## Text shown
Through the National Science Foundation's Geography and Spatial Sciences Program, one project — led by associate professor John Stella of the State University of New York College of Environmental Science and Forestry (SUNY-ESF) — is being conducted near UCSB in Ventura County's Santa Clara River Valley. A basin with competing water needs — ecological, urban and agricultural — the Santa Clara, because it goes dry, relies largely on subsurface groundwater. Continual pumping of groundwater from the aquifer for agriculture, when that aquifer is not recharged by rainfall, causes wells to go dry and forces pumping efforts to reach deeper and deeper.
Innovative new legislation in California, the Sustainable Groundwater Management Act (SGMA), shifts the management of groundwater resources from the state to local basins, requiring regional stakeholders to create action plans for managing water resources. With the grant, Singer and Stella will collaborate with UCSB geography professor Dar Roberts and The Nature Conservancy to develop an improved understanding of forest health along the Santa Clara River. They'll investigate matters including what happens to trees that are rooted at depths below the surface with diminishing groundwater, and their findings can be used to administer SGMA.

Saved entries:
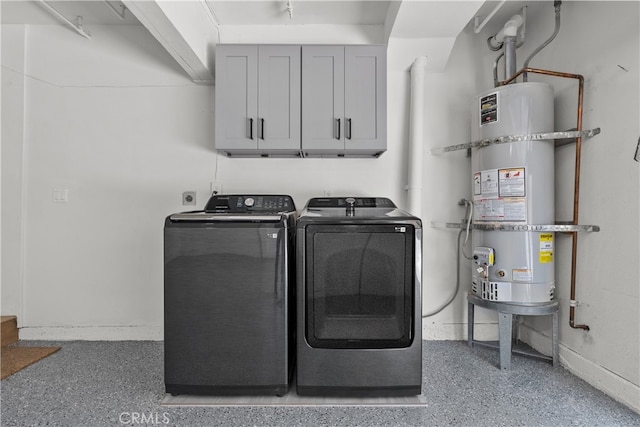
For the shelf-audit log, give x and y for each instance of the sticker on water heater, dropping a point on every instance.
(511, 182)
(522, 275)
(489, 183)
(546, 248)
(489, 109)
(515, 209)
(489, 210)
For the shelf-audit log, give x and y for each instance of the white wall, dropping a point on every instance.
(115, 122)
(599, 40)
(12, 166)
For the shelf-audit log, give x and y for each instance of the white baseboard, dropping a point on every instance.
(92, 333)
(613, 385)
(458, 331)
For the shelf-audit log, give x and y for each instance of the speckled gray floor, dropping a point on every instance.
(121, 383)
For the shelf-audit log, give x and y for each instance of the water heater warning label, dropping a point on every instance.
(546, 248)
(489, 109)
(499, 195)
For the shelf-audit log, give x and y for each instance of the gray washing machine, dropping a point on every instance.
(359, 298)
(228, 289)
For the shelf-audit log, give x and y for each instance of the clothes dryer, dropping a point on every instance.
(359, 298)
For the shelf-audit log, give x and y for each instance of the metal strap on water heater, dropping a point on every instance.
(559, 228)
(516, 138)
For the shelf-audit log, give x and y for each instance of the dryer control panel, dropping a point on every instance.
(247, 203)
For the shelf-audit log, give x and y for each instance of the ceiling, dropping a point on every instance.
(92, 12)
(304, 12)
(423, 23)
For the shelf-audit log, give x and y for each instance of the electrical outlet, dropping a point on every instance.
(189, 198)
(215, 188)
(60, 195)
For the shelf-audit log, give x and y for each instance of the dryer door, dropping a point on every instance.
(359, 285)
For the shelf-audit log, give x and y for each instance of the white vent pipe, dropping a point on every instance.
(416, 140)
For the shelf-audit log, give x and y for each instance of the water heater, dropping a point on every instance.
(513, 193)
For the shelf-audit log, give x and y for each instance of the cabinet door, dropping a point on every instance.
(365, 98)
(236, 97)
(323, 99)
(278, 125)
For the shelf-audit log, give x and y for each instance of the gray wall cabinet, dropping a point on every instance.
(258, 100)
(281, 100)
(344, 100)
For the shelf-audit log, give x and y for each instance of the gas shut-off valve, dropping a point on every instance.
(485, 258)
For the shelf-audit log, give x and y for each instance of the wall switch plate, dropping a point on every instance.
(215, 188)
(60, 195)
(189, 198)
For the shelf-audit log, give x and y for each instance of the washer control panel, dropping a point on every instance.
(350, 202)
(250, 203)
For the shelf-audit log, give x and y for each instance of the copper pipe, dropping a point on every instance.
(576, 183)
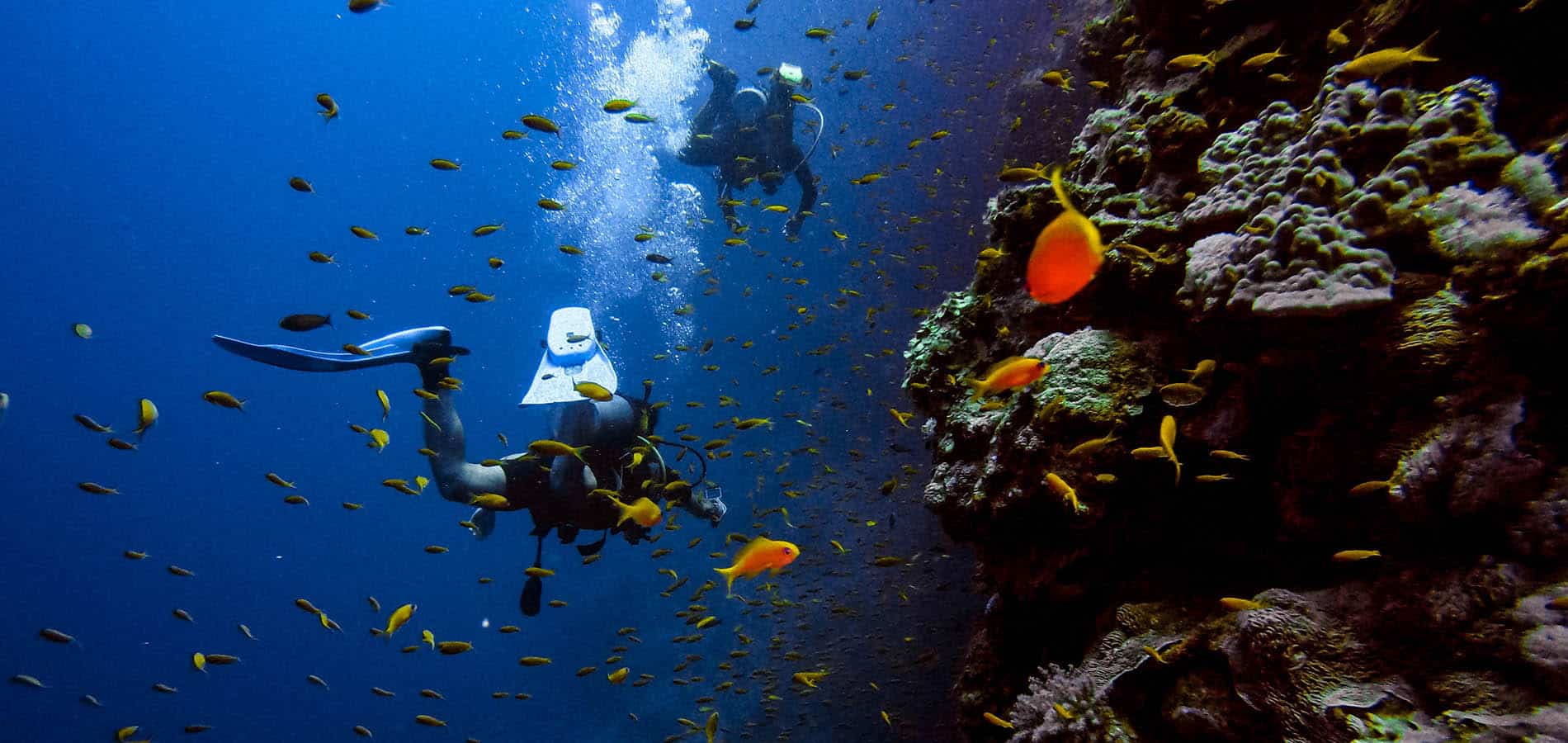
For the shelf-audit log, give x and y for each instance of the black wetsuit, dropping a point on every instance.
(767, 144)
(529, 486)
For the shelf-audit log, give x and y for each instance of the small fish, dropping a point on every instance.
(223, 400)
(146, 416)
(399, 618)
(758, 556)
(541, 124)
(1181, 394)
(1169, 442)
(1186, 63)
(1233, 603)
(1007, 373)
(1355, 556)
(1371, 488)
(1383, 62)
(996, 722)
(808, 678)
(1066, 254)
(1258, 62)
(305, 322)
(92, 425)
(593, 390)
(328, 106)
(549, 447)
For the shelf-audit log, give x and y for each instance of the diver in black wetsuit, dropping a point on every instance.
(750, 135)
(554, 491)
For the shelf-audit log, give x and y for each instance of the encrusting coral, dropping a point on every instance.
(1320, 306)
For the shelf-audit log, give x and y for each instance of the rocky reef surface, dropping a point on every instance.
(1376, 272)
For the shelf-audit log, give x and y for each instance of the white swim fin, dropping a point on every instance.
(571, 355)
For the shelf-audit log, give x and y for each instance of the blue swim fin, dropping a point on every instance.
(411, 347)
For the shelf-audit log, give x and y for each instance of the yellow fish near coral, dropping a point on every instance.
(758, 556)
(1383, 62)
(400, 618)
(1066, 254)
(1008, 373)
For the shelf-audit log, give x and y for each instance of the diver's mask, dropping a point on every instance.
(749, 104)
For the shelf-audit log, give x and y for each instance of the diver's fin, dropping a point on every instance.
(399, 347)
(571, 355)
(532, 596)
(484, 523)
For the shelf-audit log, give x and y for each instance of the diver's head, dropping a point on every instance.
(749, 104)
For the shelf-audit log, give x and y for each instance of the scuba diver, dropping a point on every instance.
(611, 436)
(750, 135)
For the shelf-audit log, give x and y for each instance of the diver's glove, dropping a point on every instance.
(714, 509)
(423, 353)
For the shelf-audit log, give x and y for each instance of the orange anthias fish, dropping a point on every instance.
(758, 556)
(1008, 373)
(1066, 253)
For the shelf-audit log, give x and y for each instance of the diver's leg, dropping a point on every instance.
(725, 82)
(456, 479)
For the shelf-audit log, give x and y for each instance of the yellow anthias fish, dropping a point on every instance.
(399, 618)
(1169, 442)
(1066, 254)
(595, 392)
(148, 416)
(1008, 373)
(549, 447)
(810, 678)
(642, 510)
(758, 556)
(1383, 62)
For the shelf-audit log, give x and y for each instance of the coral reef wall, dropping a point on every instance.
(1344, 289)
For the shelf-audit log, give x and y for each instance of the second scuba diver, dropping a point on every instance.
(750, 135)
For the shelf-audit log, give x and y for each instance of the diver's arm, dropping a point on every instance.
(808, 196)
(808, 186)
(456, 479)
(725, 196)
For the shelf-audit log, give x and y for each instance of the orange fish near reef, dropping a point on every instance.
(758, 556)
(1066, 253)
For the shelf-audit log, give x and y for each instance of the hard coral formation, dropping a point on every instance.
(1369, 263)
(1303, 200)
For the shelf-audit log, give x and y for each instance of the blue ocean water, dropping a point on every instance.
(149, 153)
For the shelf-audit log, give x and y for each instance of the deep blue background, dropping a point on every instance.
(149, 148)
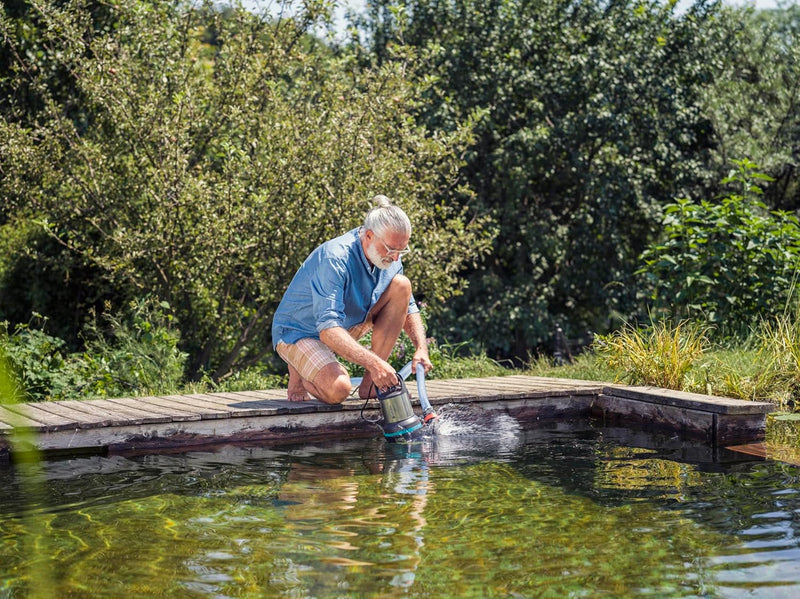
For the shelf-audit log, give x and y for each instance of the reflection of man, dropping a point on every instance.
(346, 287)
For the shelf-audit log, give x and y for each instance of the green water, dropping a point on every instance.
(509, 513)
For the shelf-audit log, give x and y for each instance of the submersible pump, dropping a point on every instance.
(400, 423)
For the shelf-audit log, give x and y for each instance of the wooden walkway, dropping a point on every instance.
(183, 421)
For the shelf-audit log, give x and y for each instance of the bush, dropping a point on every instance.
(132, 354)
(723, 262)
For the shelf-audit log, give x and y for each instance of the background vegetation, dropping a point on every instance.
(590, 164)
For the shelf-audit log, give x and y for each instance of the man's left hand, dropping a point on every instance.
(421, 357)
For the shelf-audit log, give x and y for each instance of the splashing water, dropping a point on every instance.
(459, 420)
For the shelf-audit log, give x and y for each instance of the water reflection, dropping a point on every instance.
(483, 508)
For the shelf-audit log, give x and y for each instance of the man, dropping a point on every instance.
(346, 287)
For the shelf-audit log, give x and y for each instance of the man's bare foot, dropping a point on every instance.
(296, 392)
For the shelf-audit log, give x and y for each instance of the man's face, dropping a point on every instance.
(385, 249)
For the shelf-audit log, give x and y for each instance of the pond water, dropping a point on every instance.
(484, 508)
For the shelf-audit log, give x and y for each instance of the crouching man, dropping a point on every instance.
(348, 286)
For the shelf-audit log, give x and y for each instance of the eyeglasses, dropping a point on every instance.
(390, 251)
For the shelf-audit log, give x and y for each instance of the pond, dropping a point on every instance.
(484, 508)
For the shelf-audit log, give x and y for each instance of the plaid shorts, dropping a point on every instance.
(308, 356)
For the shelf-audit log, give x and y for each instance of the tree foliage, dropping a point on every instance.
(754, 99)
(213, 151)
(725, 261)
(590, 121)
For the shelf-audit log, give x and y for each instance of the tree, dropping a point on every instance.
(754, 101)
(215, 150)
(727, 261)
(590, 121)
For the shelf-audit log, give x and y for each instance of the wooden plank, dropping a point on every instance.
(267, 394)
(17, 421)
(148, 403)
(82, 419)
(208, 410)
(103, 416)
(135, 415)
(238, 401)
(51, 421)
(691, 401)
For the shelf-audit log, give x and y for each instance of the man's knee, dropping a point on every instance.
(332, 384)
(400, 287)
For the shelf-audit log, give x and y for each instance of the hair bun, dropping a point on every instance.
(382, 201)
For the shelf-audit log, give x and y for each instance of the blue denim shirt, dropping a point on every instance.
(335, 287)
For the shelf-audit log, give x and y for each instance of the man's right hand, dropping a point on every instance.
(383, 374)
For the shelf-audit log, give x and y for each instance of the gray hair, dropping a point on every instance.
(385, 217)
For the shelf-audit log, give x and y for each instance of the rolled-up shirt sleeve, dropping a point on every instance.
(327, 293)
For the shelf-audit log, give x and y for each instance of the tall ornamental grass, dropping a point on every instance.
(660, 355)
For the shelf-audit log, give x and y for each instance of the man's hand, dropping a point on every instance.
(421, 357)
(383, 375)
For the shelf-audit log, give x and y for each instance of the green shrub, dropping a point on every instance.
(722, 262)
(130, 354)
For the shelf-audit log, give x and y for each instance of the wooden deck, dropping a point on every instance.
(183, 421)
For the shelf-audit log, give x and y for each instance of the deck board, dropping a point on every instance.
(202, 418)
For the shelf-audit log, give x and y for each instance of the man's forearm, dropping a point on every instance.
(416, 331)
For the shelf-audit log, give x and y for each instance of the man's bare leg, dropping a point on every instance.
(331, 385)
(297, 390)
(388, 317)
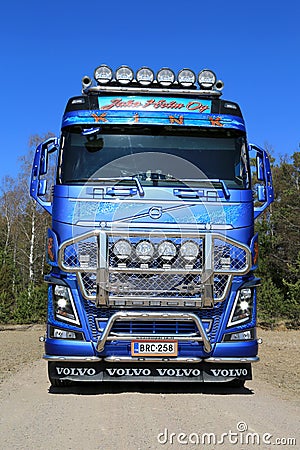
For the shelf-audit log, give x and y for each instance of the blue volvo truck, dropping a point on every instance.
(152, 245)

## Task requirements
Carry on the passage about groundwater and forest health along the Santa Clara River, picking up after its final sentence. The saved entries have no role in this work.

## Your response
Through another NSF grant, in its Hydrologic Sciences Program, Singer, Stella and ERI director Kelly Caylor, also a professor in UCSB's Bren School of Environmental Science & Management, will study riparian forests along a major European river. The Rhône, which flows through France from Lake Geneva to the Mediterranean Sea, warms 2 degrees Celsius along its climate gradient. The researchers plan to measure the variation in temperature, precipitation and climate to model what might happen under climate change and determine how water availability to forests shifts due to climate and how trees are using water, as well as their corresponding growth and health outcomes over time.
The scientists also will core trees to determine their age and will extract cellulose from individual rings for isotopic analysis. Oxygen isotopes are used to distinguish water sources such as groundwater or rainfall, while carbon isotopes reveal how efficiently trees are using that water — a calculation of photosynthesis versus water loss.
The third project is funded by the Department of Defense through the Strategic Environmental Research and Development Program. Singer, Stella, Roberts and Caylor will develop a toolkit and provide quantitative support for land and water conservation management to promote the sustainability and resilience of riparian forest ecosystems located on DOD lands. The endeavor focuses on three dry area bases in drought-prone regions: Vandenberg Air Force Base near Lompoc; Marine Corps Base Camp Pendleton in San Diego County; and the driest, U.S. Army Fort Huachuca in southeastern Arizona.
“In all of these studies, we're developing water stress indicators, which can be physical manifestations such as dropping leaves or branches or trees becoming less green,” Singer explained. “Such markers can be seen in remote sensing imagery and tree-ring isotopes, but we're also looking at climate records for precipitation and temperature, along with numerical modeling to determine what type and how much water has been delivered to a basin in the first place. If we see trends that tell us the forest is really suffering, we hope to establish an early warning response window in which managers can act quickly before important patches of forests are lost.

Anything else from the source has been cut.